▶ [WORK REQUIRED]:
Since only part of the material below is wanted, output exactly the lines from the one with "box: [87, 168, 110, 202]" up to and including the one with "box: [220, 125, 246, 177]".

-- Opening Marker --

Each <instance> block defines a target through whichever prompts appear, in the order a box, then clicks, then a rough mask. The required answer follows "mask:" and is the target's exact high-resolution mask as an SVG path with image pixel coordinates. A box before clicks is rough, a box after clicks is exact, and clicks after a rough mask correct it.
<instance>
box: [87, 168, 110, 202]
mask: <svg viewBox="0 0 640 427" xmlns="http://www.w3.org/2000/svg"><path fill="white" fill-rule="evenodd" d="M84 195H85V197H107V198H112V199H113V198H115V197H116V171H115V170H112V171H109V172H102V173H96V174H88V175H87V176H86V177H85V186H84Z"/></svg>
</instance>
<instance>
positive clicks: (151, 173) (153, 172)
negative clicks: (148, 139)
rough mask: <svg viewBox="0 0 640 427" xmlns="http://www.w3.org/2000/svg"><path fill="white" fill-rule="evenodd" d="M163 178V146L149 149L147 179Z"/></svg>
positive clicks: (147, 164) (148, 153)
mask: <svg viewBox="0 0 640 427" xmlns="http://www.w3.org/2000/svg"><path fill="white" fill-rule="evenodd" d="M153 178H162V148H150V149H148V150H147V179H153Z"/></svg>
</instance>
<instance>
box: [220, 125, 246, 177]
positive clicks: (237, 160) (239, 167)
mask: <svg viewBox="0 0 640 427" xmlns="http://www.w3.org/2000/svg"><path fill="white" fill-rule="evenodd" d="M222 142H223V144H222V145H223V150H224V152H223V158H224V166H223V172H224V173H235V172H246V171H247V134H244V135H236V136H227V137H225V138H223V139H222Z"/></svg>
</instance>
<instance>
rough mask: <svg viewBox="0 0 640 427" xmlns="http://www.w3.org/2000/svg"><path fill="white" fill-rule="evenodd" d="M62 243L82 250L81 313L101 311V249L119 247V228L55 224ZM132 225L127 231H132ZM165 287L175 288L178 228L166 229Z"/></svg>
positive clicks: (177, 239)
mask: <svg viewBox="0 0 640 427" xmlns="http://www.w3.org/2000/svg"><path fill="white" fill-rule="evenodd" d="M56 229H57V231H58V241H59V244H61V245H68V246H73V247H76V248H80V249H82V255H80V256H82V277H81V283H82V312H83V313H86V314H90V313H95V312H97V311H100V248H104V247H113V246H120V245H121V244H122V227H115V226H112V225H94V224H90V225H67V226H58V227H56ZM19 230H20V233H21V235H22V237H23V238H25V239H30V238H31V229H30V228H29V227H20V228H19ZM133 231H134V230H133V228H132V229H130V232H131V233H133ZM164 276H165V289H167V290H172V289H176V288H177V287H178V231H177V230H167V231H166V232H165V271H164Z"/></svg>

-- Closing Marker --

▶ [ANSWER TO THE EXERCISE]:
box: [87, 168, 110, 202]
mask: <svg viewBox="0 0 640 427" xmlns="http://www.w3.org/2000/svg"><path fill="white" fill-rule="evenodd" d="M84 195H85V197H107V198H112V199H113V198H115V197H116V171H115V170H112V171H109V172H102V173H96V174H88V175H87V176H86V177H85V186H84Z"/></svg>
</instance>
<instance>
positive clicks: (151, 173) (153, 172)
negative clicks: (148, 139)
rough mask: <svg viewBox="0 0 640 427" xmlns="http://www.w3.org/2000/svg"><path fill="white" fill-rule="evenodd" d="M163 178V146L149 149L147 179Z"/></svg>
positive clicks: (147, 164) (148, 153)
mask: <svg viewBox="0 0 640 427" xmlns="http://www.w3.org/2000/svg"><path fill="white" fill-rule="evenodd" d="M153 178H162V148H150V149H148V150H147V179H153Z"/></svg>
</instance>
<instance>
box: [220, 125, 246, 177]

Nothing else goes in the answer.